Text section
'''

Jet Jurgensmeyer (born November 27, 2004) is an American actor. He began his career as a child actor, playing the role of Spanky in the 2014 film The Little Rascals Save the Day, and Bobby Anderson in the 2016 Disney Channel television film Adventures in Babysitting.

Early life and career
Jurgensmeyer was born and raised in Nashville, Tennessee, where his parents owned a live music and dinner show restaurant.

Jurgensmeyer made his television debut with a guest role on the CBS television series CSI: Crime Scene Investigation in 2010. In 2012 he was cast as Spanky, one of the lead roles, in Alex Zamm's 2014 film The Little Rascals Save the Day. He has appeared in films such as American Sniper and Devil's Knot. In 2016 he appeared in the Disney Channel film Adventures in Babysitting, playing Bobby the middle son of one of the sets of children being babysat. The same year Jurgensmeyer was cast in Nickelodeon's Legends of the Hidden Temple television film, playing Dudley the youngest of the three siblings who travel through temple. In 2017, he provided the voice of the young version of Peyton Manning's character Guapo in Blue Sky Studios' Ferdinand. From 2018 to 2020, he has portrayed Boyd Baxter on the Fox comedy series Last Man Standing, and from 2019 to 2021, he has been part of the cast of the Disney Junior children's television series T.O.T.S. voicing Pip the Penguin.

'''

(Records from a collection)
'''

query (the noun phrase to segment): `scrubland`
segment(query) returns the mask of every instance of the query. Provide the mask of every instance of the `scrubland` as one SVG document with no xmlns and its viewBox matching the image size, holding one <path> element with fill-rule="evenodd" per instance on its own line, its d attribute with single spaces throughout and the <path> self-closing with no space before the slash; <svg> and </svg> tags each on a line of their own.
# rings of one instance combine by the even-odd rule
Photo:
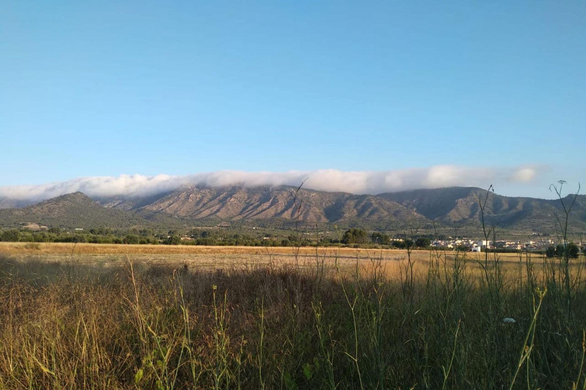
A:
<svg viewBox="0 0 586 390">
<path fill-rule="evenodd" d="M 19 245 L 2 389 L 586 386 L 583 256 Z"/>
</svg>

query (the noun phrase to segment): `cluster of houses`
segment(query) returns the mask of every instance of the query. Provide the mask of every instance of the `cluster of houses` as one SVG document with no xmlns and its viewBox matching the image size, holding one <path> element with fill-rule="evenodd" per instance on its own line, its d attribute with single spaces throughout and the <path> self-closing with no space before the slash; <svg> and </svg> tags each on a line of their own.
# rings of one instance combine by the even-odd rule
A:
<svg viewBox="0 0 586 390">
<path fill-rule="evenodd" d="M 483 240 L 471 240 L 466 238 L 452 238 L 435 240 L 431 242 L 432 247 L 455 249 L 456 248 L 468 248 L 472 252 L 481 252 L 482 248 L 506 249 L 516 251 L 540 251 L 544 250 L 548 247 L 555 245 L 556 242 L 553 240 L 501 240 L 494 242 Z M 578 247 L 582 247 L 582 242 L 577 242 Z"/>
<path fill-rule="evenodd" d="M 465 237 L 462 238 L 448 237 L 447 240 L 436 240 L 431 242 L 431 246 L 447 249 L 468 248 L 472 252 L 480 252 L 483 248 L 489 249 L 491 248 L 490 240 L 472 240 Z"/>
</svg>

'''
'''

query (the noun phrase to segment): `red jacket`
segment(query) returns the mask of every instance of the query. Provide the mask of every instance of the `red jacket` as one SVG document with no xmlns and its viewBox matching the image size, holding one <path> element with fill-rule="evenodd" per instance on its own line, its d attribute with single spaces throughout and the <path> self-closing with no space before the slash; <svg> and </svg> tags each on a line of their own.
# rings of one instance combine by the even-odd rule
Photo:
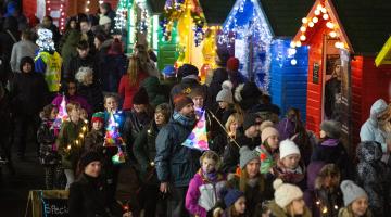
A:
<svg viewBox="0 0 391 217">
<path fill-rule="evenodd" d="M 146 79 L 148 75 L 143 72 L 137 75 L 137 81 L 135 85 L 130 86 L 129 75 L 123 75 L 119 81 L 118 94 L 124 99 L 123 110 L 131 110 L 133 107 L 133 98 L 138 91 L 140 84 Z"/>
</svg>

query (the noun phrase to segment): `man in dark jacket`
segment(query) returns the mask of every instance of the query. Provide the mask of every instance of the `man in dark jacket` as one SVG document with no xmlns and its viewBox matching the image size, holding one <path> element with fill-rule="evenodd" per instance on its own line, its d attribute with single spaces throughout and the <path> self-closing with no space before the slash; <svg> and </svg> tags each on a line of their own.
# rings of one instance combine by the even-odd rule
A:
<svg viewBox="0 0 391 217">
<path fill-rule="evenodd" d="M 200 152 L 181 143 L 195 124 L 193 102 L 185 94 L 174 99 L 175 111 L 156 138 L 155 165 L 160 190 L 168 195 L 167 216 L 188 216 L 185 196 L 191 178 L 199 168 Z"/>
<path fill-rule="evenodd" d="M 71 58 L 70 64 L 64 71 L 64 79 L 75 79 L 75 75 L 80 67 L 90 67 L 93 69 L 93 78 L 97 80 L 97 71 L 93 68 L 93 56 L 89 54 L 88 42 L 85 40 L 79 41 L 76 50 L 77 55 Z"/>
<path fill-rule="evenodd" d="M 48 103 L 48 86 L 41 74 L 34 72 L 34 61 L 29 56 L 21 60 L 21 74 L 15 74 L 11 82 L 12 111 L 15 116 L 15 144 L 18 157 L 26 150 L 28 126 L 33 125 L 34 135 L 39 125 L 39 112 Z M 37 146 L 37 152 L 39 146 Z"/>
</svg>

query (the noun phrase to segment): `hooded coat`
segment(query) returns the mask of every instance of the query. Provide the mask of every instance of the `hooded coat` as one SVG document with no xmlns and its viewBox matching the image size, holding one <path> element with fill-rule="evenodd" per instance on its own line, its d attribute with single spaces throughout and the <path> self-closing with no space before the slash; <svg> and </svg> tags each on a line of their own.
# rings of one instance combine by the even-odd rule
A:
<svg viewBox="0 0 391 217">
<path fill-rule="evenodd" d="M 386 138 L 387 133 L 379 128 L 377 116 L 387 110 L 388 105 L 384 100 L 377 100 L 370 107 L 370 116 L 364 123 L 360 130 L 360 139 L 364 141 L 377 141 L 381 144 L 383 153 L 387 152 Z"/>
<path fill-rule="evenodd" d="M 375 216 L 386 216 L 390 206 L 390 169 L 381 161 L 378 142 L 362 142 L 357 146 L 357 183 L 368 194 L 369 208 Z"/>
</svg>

'''

Instructions for the task
Reproduce the whole text about Jet Jurgensmeyer word for word.

Solved problem
Jet Jurgensmeyer (born November 27, 2004) is an American actor. He began his career as a child actor, playing the role of Spanky in the 2014 film The Little Rascals Save the Day, and Bobby Anderson in the 2016 Disney Channel television film Adventures in Babysitting.

Early life and career
Jurgensmeyer was born and raised in Nashville, Tennessee, where his parents owned a live music and dinner show restaurant.

Jurgensmeyer made his television debut with a guest role on the CBS television series CSI: Crime Scene Investigation in 2010. In 2012 he was cast as Spanky, one of the lead roles, in Alex Zamm's 2014 film The Little Rascals Save the Day. He has appeared in films such as American Sniper and Devil's Knot. In 2016 he appeared in the Disney Channel film Adventures in Babysitting, playing Bobby the middle son of one of the sets of children being babysat. The same year Jurgensmeyer was cast in Nickelodeon's Legends of the Hidden Temple television film, playing Dudley the youngest of the three siblings who travel through temple. In 2017, he provided the voice of the young version of Peyton Manning's character Guapo in Blue Sky Studios' Ferdinand. From 2018 to 2020, he has portrayed Boyd Baxter on the Fox comedy series Last Man Standing, and from 2019 to 2021, he has been part of the cast of the Disney Junior children's television series T.O.T.S. voicing Pip the Penguin.